• Data to use:

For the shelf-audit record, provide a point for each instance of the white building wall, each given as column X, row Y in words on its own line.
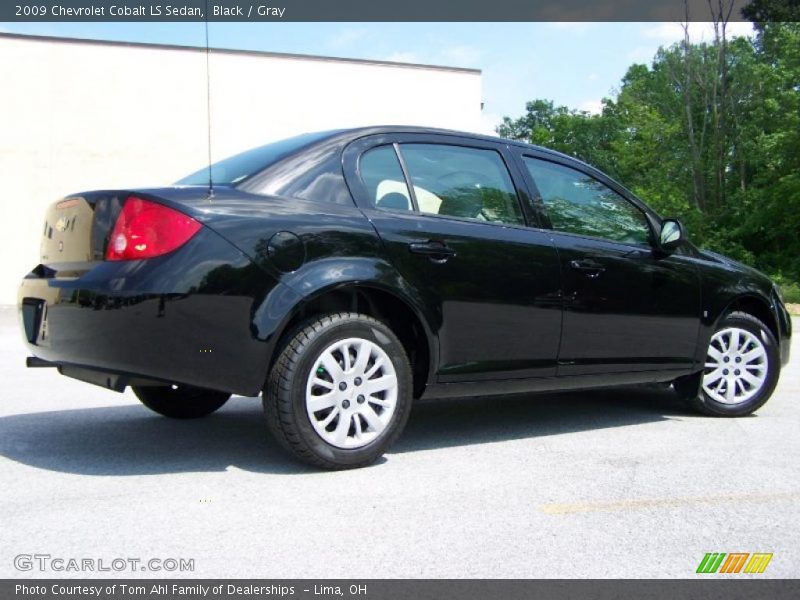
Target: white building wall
column 83, row 115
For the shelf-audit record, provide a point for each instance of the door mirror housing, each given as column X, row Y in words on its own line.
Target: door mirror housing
column 672, row 235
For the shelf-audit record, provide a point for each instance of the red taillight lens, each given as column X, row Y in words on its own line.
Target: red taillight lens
column 146, row 229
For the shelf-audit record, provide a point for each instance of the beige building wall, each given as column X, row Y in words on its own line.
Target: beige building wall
column 80, row 115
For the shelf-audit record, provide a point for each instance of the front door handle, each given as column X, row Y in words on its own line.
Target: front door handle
column 435, row 250
column 588, row 267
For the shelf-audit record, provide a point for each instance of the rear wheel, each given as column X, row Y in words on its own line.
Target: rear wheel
column 180, row 402
column 340, row 392
column 741, row 369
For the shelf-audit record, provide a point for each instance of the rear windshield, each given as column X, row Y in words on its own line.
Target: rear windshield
column 236, row 169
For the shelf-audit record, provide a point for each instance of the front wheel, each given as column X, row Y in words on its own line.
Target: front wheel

• What the task asks:
Make an exact copy of the lines running from the one with "front wheel, each" to the last line of the listing, including both ends.

• Exercise output:
For the shelf-audit record, provide a point for each instance of the front wheel, each given as column X, row Y in words on its own line.
Target: front wheel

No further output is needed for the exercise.